# Excerpted text
▼

I love Indian food, but I’ve never been crazy about restaurant paneer. So, obviously, I had to eventually try my hand at making my own. Homemade paneer is simple to make and as delicious as I always thought a creamy Indian cheese should be.
Is it paneer easy to make?
Yes! Check out my recipe below for easy and delicious homemade paneer. You can use your homemade paneer in Palak Paneer in grilled cheese sandwiches spread with spicy chutney.
How do you make paneer?
Paneer is super easy to make—you only need 3 ingredients (milk, lemon juice or another acid, and salt) and some cheesecloth (or you can use a tofu press). All the other equipment you’ll use (pot, bowl, etc.) are standard, everyday kitchen items.
The process, in a nutshell, is to bring the milk to a boil, stir in acid (lemon juice or vinegar) to separate the curds and whey, strain out the whey, and press the curds into a firm slab. It can be done in as little as 30 minutes, although you can take a leisurely approach and do it in an hour with minimal hands-on time.
How to keep paneer from turning rubbery
To keep paneer tender, fry cubes in oil or butter to brown them, then soak them in hot water while you prepare the rest of the dish. Add the soaked paneer cubes to the sauce and heat through.
How to use homemade paneer
Use homemade paneer in my Palak Paneer recipe or in any recipe that calls for paneer. It’s also great melted on naan (Indian flatbread).
Homemade Paneer
You can use either whole milk or 2% milk, although as with most recipes, the more fat the better, so go ahead and choose the full-fat variety. You can use any acid you like (vinegar and whey are both common). I used lemon juice and really liked the hint of lemony flavor it added.
Ingredients
- ½ gallon whole or 2% milk
- ¼ cup freshly squeezed lemon juice
- ½ teaspoon kosher salt
Instructions
- Put the milk in a large pot and heat over medium heat, stirring occasionally, until it just comes to a boil. Do not heat it too quickly or let it scald.
- Take the pot off the heat and stir in the lemon juice. Cover the pot and let sit for 10 minutes. At this point, the curds and whey should have separated, and there will be a yellowish, watery layer (the whey) on top with the curds at the bottom.
- Line a strainer or colander with the cheesecloth and set it over a large bowl. Pour the separated milk through the strainer. You can pour out the whey or transfer it to another container to save for another purpose (some people use it in baking, smoothies, or in their next batch of paneer.) Let the curds sit in the cheesecloth in the strainer until they are cool enough to handle, about 5 minutes. Gather the cheesecloth around the cheese and squeeze it gently to remove the remaining liquid. Stir in the salt.
- Pat the cheese into a flat patty, about 1½ to 2 inches thick.
- Wrap the patty in the cheesecloth and set it on a plate. A pot or another plate on top and weight it down with a large can of tomatoes or something similar. Let stand for 30 to 60 minutes. Drain off any liquid that has collected on the plate, and then unwrap the cheesecloth. Use or eat the paneer immediately, or wrap it in plastic wrap and store in the refrigerator for up to 3 days. Paneer can even be frozen (again, wrap it in plastic wrap and then pop it in the freezer, where it will keep for at least 3 months).
Nutrition
Hi Robin,
I just finished flipping through your Dutch oven cookbook. Lots of stuff to put on my to do list! The book led me to your blog, which is great, however I have some questions about your paneer.

▲

# Dataset rows
▼

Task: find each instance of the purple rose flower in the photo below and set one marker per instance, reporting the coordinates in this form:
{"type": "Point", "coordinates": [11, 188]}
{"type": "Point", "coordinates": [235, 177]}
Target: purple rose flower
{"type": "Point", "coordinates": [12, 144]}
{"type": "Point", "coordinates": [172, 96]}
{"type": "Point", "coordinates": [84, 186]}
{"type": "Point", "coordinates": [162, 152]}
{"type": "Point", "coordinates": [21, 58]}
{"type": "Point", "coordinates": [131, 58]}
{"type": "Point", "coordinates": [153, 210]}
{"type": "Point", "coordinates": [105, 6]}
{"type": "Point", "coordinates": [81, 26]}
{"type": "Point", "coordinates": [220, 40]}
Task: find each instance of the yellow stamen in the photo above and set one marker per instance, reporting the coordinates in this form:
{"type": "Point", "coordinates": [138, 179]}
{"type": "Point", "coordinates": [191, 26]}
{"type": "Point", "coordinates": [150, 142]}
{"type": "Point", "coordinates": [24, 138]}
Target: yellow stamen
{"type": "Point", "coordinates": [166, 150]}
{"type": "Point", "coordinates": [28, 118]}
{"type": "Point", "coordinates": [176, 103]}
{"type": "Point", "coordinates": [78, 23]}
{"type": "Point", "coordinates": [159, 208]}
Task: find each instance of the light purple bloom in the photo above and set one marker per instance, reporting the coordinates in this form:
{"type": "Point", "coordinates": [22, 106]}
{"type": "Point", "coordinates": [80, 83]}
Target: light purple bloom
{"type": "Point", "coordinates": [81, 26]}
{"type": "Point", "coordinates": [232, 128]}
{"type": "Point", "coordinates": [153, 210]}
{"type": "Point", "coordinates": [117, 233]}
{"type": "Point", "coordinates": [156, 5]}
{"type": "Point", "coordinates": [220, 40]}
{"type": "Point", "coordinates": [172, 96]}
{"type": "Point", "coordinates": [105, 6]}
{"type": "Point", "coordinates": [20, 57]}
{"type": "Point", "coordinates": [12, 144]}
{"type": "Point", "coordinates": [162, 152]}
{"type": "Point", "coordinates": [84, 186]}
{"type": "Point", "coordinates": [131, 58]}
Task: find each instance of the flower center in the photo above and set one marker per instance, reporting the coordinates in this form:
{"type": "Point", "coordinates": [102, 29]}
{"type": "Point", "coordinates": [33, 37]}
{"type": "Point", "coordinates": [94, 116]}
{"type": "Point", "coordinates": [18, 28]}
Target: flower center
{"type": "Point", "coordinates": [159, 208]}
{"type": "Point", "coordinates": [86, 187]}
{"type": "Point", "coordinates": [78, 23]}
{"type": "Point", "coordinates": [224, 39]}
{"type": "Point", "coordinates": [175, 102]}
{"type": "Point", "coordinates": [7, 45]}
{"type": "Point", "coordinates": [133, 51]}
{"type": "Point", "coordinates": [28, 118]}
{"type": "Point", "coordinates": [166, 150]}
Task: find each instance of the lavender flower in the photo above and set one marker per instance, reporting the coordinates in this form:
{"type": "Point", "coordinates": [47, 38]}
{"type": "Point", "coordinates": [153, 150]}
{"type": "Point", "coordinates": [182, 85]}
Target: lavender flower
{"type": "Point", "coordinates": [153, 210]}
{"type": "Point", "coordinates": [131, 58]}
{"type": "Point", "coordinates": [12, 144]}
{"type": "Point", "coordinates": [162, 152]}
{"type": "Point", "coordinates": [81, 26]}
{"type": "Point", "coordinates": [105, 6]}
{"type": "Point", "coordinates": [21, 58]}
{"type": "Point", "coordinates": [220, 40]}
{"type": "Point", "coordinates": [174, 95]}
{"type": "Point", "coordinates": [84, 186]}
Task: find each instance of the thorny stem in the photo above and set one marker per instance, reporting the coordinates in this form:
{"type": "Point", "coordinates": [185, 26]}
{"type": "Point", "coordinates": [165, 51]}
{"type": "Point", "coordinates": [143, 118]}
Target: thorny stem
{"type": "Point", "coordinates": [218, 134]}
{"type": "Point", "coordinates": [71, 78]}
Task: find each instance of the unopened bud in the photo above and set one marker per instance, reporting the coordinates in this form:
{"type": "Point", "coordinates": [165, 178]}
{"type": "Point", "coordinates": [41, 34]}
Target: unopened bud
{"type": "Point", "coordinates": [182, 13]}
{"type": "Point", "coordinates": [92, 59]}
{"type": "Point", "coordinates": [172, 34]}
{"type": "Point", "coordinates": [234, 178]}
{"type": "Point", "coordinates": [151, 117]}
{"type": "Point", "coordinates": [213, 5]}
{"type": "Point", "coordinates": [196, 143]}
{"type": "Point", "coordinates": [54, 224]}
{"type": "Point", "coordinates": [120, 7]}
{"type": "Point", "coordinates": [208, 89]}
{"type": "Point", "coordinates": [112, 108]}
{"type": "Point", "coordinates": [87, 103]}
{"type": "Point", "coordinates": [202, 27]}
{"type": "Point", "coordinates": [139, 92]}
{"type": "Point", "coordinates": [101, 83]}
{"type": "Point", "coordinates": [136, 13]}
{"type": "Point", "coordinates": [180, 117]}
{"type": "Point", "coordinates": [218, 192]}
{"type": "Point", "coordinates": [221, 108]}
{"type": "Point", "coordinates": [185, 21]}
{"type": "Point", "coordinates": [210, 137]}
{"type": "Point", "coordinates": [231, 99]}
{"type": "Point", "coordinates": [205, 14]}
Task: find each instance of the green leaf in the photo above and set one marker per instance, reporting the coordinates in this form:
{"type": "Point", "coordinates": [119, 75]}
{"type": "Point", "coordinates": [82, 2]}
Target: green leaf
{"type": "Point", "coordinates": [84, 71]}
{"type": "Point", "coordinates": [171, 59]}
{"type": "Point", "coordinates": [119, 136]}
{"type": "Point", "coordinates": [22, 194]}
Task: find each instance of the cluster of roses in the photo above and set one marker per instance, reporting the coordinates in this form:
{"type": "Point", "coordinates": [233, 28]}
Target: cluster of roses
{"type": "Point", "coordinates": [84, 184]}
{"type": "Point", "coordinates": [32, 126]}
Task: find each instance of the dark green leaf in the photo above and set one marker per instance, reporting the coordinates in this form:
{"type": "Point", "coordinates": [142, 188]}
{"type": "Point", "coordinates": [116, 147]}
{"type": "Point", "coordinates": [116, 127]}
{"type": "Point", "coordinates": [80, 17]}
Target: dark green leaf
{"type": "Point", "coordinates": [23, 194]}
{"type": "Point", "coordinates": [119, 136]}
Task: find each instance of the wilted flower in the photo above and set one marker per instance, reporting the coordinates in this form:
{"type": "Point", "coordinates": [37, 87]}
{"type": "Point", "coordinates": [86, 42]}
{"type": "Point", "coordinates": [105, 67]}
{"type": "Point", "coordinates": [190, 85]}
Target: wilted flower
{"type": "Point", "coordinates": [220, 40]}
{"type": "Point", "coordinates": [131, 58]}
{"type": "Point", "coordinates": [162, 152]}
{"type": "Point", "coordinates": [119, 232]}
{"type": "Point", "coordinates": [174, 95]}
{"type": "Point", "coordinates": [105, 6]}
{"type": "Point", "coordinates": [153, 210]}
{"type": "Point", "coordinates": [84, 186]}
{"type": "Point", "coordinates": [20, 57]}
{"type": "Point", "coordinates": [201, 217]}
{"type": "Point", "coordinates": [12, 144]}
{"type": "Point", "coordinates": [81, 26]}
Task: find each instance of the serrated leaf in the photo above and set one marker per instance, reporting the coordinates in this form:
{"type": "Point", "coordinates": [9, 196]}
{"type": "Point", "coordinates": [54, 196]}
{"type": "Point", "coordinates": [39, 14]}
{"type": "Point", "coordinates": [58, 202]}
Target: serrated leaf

▲

# Objective
Reproduce everything in the paneer recipe from "- Wrap the patty" down to "least 3 months).", word for word.

# Correct answer
- Wrap the patty in the cheesecloth and set it on a plate. A pot or another plate on top and weight it down with a large can of tomatoes or something similar. Let stand for 30 to 60 minutes. Drain off any liquid that has collected on the plate, and then unwrap the cheesecloth. Use or eat the paneer immediately, or wrap it in plastic wrap and store in the refrigerator for up to 3 days. Paneer can even be frozen (again, wrap it in plastic wrap and then pop it in the freezer, where it will keep for at least 3 months).